- _Required action_
Set the whole listing down again, word for word, with no pictures.
______
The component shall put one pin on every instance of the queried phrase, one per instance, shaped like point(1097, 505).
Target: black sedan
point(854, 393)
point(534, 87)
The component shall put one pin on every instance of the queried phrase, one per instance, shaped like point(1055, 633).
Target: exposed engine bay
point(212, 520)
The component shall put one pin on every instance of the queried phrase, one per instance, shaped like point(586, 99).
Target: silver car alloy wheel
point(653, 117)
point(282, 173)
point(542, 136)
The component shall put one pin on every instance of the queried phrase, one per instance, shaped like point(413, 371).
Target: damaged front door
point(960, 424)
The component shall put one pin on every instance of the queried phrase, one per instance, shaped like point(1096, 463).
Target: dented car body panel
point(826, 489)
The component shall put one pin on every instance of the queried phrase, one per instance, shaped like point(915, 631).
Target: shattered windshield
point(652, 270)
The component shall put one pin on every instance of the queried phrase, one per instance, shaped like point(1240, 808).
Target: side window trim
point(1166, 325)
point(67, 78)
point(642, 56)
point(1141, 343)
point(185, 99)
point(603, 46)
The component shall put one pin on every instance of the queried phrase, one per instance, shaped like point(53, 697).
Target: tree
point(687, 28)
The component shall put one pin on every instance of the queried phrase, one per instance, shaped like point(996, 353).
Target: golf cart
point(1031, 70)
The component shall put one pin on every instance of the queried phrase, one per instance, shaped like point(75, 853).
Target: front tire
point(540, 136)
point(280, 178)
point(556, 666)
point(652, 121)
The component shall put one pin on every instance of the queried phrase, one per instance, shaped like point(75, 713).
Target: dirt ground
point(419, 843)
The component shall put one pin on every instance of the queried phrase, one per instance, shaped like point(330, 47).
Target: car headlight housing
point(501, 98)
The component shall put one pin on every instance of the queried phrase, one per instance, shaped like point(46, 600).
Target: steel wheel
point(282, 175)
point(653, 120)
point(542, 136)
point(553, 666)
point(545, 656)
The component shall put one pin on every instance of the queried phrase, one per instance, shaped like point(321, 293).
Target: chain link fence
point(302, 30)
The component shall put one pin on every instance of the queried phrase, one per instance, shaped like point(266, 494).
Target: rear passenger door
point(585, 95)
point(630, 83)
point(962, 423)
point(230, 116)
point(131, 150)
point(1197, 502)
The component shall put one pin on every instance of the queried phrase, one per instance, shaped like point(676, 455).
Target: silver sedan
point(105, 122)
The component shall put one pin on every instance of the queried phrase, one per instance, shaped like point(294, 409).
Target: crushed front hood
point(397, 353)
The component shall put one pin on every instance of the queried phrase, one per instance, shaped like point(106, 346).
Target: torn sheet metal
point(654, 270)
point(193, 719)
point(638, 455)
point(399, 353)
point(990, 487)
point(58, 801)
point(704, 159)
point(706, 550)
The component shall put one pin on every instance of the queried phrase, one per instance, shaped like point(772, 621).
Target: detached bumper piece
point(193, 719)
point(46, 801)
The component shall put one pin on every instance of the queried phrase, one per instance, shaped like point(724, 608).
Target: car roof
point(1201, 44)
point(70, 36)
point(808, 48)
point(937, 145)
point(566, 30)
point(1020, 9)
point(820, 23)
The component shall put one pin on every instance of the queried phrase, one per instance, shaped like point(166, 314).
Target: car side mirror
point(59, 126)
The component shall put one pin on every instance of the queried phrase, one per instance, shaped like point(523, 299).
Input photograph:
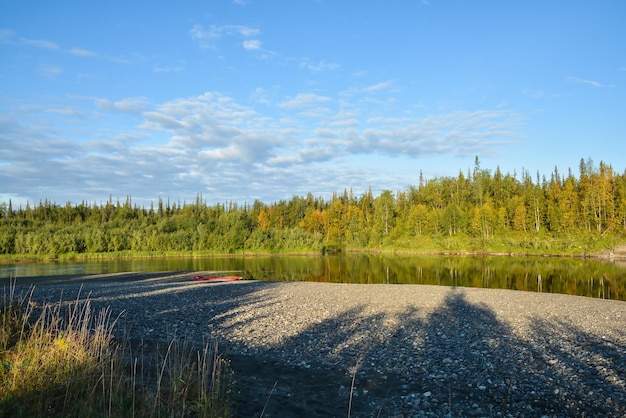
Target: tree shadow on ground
point(461, 360)
point(458, 359)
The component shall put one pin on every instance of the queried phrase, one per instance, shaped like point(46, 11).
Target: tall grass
point(62, 360)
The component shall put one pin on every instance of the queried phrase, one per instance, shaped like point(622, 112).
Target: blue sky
point(248, 99)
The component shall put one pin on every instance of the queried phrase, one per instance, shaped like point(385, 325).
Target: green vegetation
point(478, 211)
point(62, 362)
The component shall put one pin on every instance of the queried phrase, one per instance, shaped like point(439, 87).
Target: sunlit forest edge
point(476, 211)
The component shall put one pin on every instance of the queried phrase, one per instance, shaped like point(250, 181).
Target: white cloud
point(82, 52)
point(304, 101)
point(7, 36)
point(50, 70)
point(39, 43)
point(576, 80)
point(213, 144)
point(385, 85)
point(128, 105)
point(199, 32)
point(318, 66)
point(252, 44)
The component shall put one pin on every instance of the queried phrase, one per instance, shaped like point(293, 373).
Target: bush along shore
point(320, 349)
point(61, 359)
point(476, 212)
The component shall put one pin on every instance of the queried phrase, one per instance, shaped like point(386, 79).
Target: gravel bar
point(321, 349)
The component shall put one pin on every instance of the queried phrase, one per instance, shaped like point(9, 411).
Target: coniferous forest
point(479, 210)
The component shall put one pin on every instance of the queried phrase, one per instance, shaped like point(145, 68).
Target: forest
point(476, 211)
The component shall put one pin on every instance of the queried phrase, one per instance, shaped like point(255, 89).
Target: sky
point(244, 100)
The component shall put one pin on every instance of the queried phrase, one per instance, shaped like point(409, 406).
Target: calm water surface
point(538, 274)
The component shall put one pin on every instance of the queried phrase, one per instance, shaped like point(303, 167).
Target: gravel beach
point(320, 349)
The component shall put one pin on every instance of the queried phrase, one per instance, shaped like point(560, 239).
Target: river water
point(574, 276)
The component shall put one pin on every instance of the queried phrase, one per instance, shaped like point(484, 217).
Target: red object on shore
point(216, 279)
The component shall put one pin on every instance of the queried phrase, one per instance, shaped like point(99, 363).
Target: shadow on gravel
point(459, 359)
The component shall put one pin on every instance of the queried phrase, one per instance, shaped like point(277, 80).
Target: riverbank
point(517, 249)
point(316, 349)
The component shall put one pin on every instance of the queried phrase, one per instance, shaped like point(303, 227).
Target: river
point(573, 276)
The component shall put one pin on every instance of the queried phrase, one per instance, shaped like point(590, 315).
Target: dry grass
point(62, 360)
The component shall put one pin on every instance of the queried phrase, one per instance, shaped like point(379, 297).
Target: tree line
point(476, 210)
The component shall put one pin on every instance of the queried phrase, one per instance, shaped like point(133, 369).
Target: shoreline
point(617, 253)
point(415, 350)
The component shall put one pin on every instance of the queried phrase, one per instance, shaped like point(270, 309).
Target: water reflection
point(572, 276)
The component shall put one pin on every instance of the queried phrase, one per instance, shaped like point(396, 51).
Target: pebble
point(420, 350)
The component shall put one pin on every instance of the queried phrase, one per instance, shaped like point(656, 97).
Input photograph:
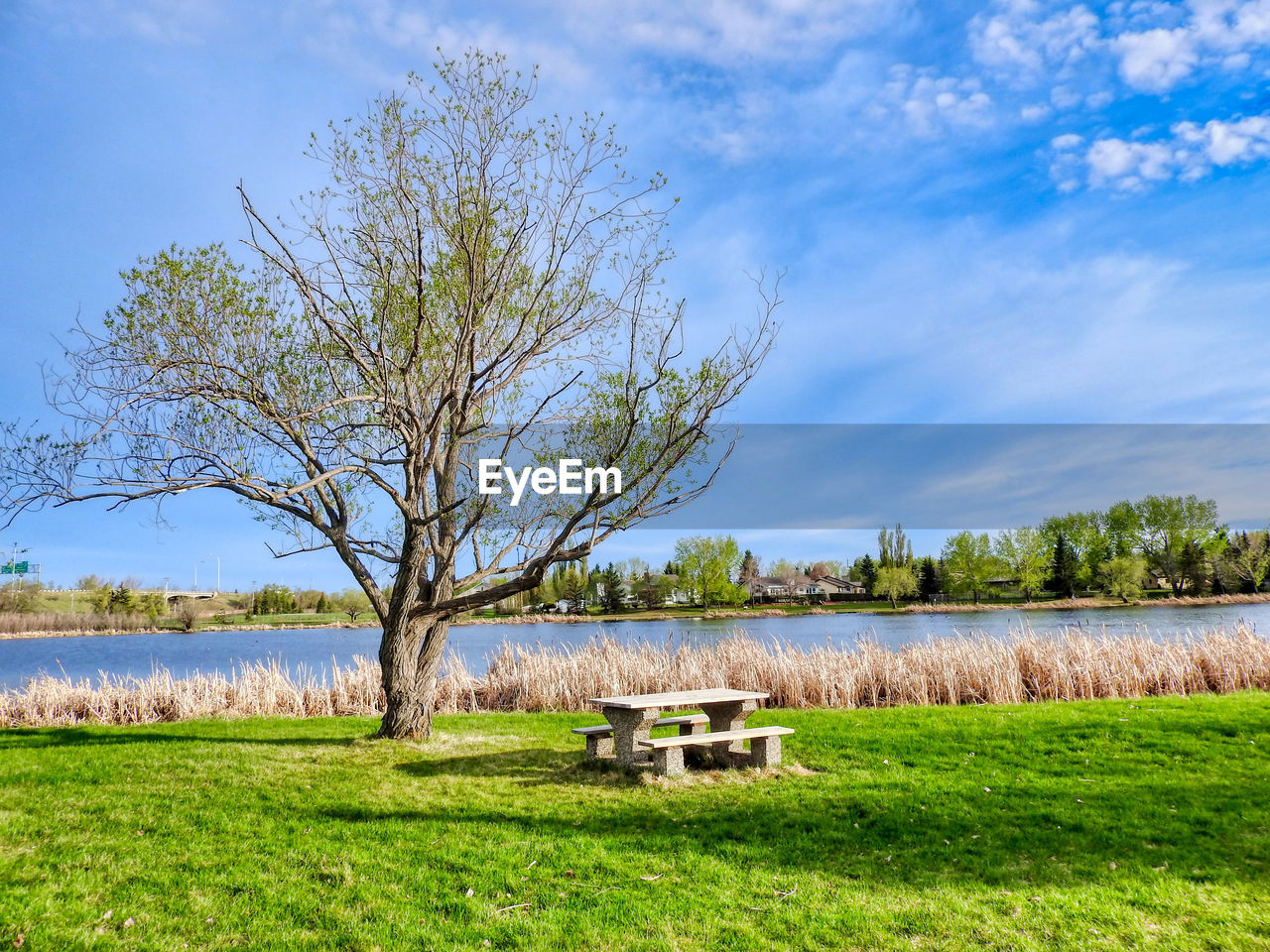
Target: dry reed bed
point(70, 622)
point(1101, 602)
point(1023, 666)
______
- _Reply to the exercise_
The component shall put one pin on every instance of the queried phrase, one per instance, shaped like point(1097, 505).
Target: black sedan
point(854, 393)
point(534, 87)
The component shall put one pin on every instance of the queried phrase, one per instance, shaped like point(1055, 633).
Target: exposed engine bay
point(212, 520)
The component shall put one pin on every instance of the queried phrase, one per instance, shaped like point(586, 99).
Target: silver car alloy wheel
point(653, 117)
point(282, 173)
point(542, 136)
The component shall put one pin on every instance of the queried phrase, one per instance, shaped like point(413, 371).
Target: damaged front door
point(960, 424)
The component shall put one pin on every instance of the queried phrase, one per instance, shaped like point(1096, 463).
Target: dented car body panel
point(826, 489)
The component shall put one pin on every instance of the queried phrase, one per instance, shaped like point(915, 631).
Target: shattered windshield
point(652, 270)
The component shall put one pin on every instance of the queried phrase, one per instance, shaped like point(1240, 808).
Target: side window trim
point(1166, 325)
point(67, 78)
point(642, 56)
point(1141, 343)
point(185, 99)
point(603, 46)
The component shall put one pin on every instance of the queried phrase, one per instance, shaped like point(53, 697).
Target: tree
point(687, 28)
The component shall put one pin on every instance of the queried phrase, one per instance, shaped like point(996, 353).
Target: golf cart
point(1031, 70)
The component shall put one pin on every instance of the queried phrase, one per instance, shaped like point(75, 853).
Target: front tire
point(540, 136)
point(280, 178)
point(556, 666)
point(652, 121)
The component shall put one pin on every instance of the queried phrase, one per instance, shaped like point(75, 713).
Target: dirt ground
point(419, 843)
The component shall put one pin on every instance of the queried phrase, one per instance, shaped like point(330, 47).
Target: car headlight housing
point(501, 98)
The component shall put one pin on every instance of the queried phrase, one per instance, shaped like point(46, 600).
Target: steel wheel
point(282, 175)
point(653, 120)
point(542, 136)
point(553, 666)
point(545, 656)
The component shall put one pin on every instance of the queried phrase, one per instance, shaped like point(321, 293).
Target: chain link fence
point(302, 30)
The component shall put one pin on every instance of the queried phrase, one per instance, shaped like point(266, 494).
Target: rear passenger door
point(585, 95)
point(630, 83)
point(962, 423)
point(230, 116)
point(131, 150)
point(1197, 502)
The component shall put one pin on every instance of the queried phrase, one per instance, shaped like point(676, 455).
Target: silver sedan
point(105, 122)
The component shall put one pin on every instance of the queried phrase, one per instance, shaped like point(294, 409).
Target: crushed front hood
point(397, 353)
The component shall put one pin on every instance of the queried phrase, one per instance, shaped like point(106, 346).
Target: torn sheet metal
point(654, 270)
point(193, 719)
point(638, 455)
point(399, 353)
point(990, 487)
point(58, 801)
point(704, 159)
point(706, 550)
The component shall put one pin on every instance of the queried phrase, one per instance, shaped like point(772, 621).
Target: detached bumper piece
point(193, 719)
point(46, 801)
The component shall put one pin on every instance of the queried phrase, one per instance, shaped like point(724, 608).
Target: car roof
point(1201, 44)
point(70, 36)
point(808, 48)
point(937, 145)
point(566, 30)
point(1020, 9)
point(820, 23)
The component shall put one pin on every instance of the queried phrase, one per instance, shaped like point(166, 314).
Target: car side mirror
point(59, 126)
The component shall put one pin on every instance of the queried phrase, one per instance, shaped like point(523, 299).
Input photograph:
Target: tree shadow on ground
point(461, 360)
point(458, 359)
The component shall put one pin on every instance of the queried phrase, one per instance, shaped like point(46, 11).
Target: tall grass
point(62, 360)
The component shall put one pin on every instance of the queried phrase, one per instance, shaped like point(622, 112).
Target: blue sky
point(248, 99)
The component shall put one pin on every instance of the queried phrase, one per instance, shaped like point(385, 325).
Target: green vegetation
point(478, 211)
point(62, 362)
The component shall put one pin on every instance of the queried phrase, one per instance, shaped like point(439, 87).
Target: sunlit forest edge
point(476, 211)
The component shall put one pin on every instance of the queried phrase, one per instance, shaped like point(250, 181).
Target: white cloud
point(82, 52)
point(304, 101)
point(7, 36)
point(50, 70)
point(39, 43)
point(576, 80)
point(213, 144)
point(385, 85)
point(128, 105)
point(199, 32)
point(318, 66)
point(252, 44)
The component shall put one pin on every instance of the queried phrase, one per instance, shaped like point(293, 373).
Target: bush along shore
point(320, 349)
point(61, 359)
point(476, 212)
The component shall put one pin on every instance of the queried phrase, one per instance, shaped like point(386, 79).
Target: gravel bar
point(321, 349)
The component shall put one pin on every instance of the queried phrase, one per instance, shaped like point(9, 411).
Target: coniferous forest
point(479, 210)
The component shall put one pin on every instance of the queried phrase, one per instance, shaped like point(145, 68).
Target: forest
point(476, 211)
The component shall put one pin on every instance of the queried phrase, one per instance, shaped like point(255, 89).
Target: sky
point(244, 100)
The component shall put one pin on every instance of the queried phrase, one per instance, shaped like point(409, 406).
Target: calm water surface
point(538, 274)
The component shall put one pin on every instance of the queried phrase, one per instance, shaped like point(303, 167).
Target: gravel beach
point(320, 349)
The component shall put one pin on every instance of the queried phrase, one per instance, shaped like point(560, 239).
Target: river water
point(574, 276)
The component shall put one pin on every instance of the queried phrase, one per instance, shaped like point(484, 217).
Target: red object on shore
point(216, 279)
The component shall put one pin on every instance of the queried phrase, one per instance, shaped like point(99, 363).
Target: shadow on gravel
point(459, 359)
The component shall put one pin on every instance of the queried phrase, one per instance, shaped like point(277, 80).
Target: riverbank
point(517, 249)
point(316, 349)
The component shall put one pin on every instance of the queried phrase, one per instance, shaped like point(303, 227).
Target: river
point(573, 276)
The component shall put one pin on every instance of the queried phrase, one per instance, shaped like point(590, 315).
Target: dry grass
point(62, 360)
The component shall put one pin on every instance of the queried phrase, one per instance, shaped like point(379, 297).
Target: tree line
point(476, 210)
The component shall put one pin on every instance of the queried phrase, one per instance, shaped like point(133, 369).
Target: shoreline
point(617, 253)
point(415, 350)
The component shall put one pin on every instance of the queried phrase, one per instance, shaped like point(270, 309).
Target: water reflection
point(572, 276)
The component shall put one pin on every instance of the queried phrase, one per instance, shaped like point(396, 51).
Target: pebble
point(420, 350)
The component shall put one pin on every instance of the queried phrase, one per instance, shaped like point(656, 97).
Input photograph:
Target: dry reed bed
point(70, 622)
point(1101, 602)
point(1023, 666)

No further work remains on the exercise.